Written task
Rewrite every line of the data from the one containing "on the beige" down to the one containing "point(521, 418)" in full, shifting each answer coordinate by adding 59 to both of its numbers and leaving all other numbers unchanged.

### Extracted material ###

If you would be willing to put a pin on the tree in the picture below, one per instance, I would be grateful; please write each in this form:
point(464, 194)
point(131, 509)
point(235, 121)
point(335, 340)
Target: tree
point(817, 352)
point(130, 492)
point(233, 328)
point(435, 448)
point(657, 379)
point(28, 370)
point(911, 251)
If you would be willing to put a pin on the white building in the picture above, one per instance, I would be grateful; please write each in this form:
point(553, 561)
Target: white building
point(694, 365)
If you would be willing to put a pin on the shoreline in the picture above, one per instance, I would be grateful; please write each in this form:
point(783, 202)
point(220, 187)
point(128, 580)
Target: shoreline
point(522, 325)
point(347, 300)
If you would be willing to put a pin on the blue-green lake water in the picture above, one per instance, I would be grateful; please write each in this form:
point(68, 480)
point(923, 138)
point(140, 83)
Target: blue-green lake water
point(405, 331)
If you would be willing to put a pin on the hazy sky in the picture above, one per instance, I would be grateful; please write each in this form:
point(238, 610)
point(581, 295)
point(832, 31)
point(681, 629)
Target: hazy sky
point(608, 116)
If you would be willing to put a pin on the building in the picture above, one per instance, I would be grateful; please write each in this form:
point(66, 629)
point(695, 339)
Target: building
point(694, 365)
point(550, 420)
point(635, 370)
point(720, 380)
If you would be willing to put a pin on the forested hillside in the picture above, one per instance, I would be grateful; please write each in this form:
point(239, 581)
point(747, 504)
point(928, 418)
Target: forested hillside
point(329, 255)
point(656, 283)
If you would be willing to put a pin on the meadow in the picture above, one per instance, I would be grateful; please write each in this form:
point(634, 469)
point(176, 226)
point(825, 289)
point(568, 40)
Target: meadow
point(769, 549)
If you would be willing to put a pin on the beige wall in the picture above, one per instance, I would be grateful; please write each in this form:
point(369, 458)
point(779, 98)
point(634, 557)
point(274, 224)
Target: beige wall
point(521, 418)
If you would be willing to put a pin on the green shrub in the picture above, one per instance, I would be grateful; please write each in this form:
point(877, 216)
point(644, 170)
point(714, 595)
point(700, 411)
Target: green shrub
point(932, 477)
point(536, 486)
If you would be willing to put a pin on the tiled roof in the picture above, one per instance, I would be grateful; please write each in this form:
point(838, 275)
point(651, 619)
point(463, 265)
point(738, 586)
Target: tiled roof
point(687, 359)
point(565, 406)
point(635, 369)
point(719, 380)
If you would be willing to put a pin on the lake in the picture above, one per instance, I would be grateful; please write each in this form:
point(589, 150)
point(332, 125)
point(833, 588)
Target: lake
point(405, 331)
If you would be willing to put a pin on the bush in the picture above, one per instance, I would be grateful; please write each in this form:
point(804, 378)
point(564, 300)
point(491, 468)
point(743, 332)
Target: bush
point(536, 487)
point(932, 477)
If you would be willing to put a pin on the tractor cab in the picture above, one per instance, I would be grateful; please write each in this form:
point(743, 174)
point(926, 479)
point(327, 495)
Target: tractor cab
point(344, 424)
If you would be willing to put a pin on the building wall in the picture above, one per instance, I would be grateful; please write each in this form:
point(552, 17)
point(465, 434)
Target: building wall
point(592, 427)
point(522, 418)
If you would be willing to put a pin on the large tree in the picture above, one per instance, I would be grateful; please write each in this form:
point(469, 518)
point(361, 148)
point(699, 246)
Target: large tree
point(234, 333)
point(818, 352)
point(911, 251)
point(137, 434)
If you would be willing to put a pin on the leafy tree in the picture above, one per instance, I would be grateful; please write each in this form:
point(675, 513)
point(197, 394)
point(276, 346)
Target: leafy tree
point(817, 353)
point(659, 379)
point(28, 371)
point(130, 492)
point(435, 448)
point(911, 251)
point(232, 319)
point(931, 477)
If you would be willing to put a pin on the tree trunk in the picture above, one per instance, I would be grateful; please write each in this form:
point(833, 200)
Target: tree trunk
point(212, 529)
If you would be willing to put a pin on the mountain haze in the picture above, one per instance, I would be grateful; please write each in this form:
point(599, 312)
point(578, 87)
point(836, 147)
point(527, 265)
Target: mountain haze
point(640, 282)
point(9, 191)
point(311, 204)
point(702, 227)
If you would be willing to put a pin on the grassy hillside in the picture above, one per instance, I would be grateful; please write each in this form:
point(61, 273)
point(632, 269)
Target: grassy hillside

###

Reply to the task
If you would be willing to put a pin on the beige wall in the picture above, one per instance, I would be grateful; please write each in this form:
point(369, 458)
point(779, 98)
point(634, 557)
point(274, 224)
Target: beige wall
point(580, 477)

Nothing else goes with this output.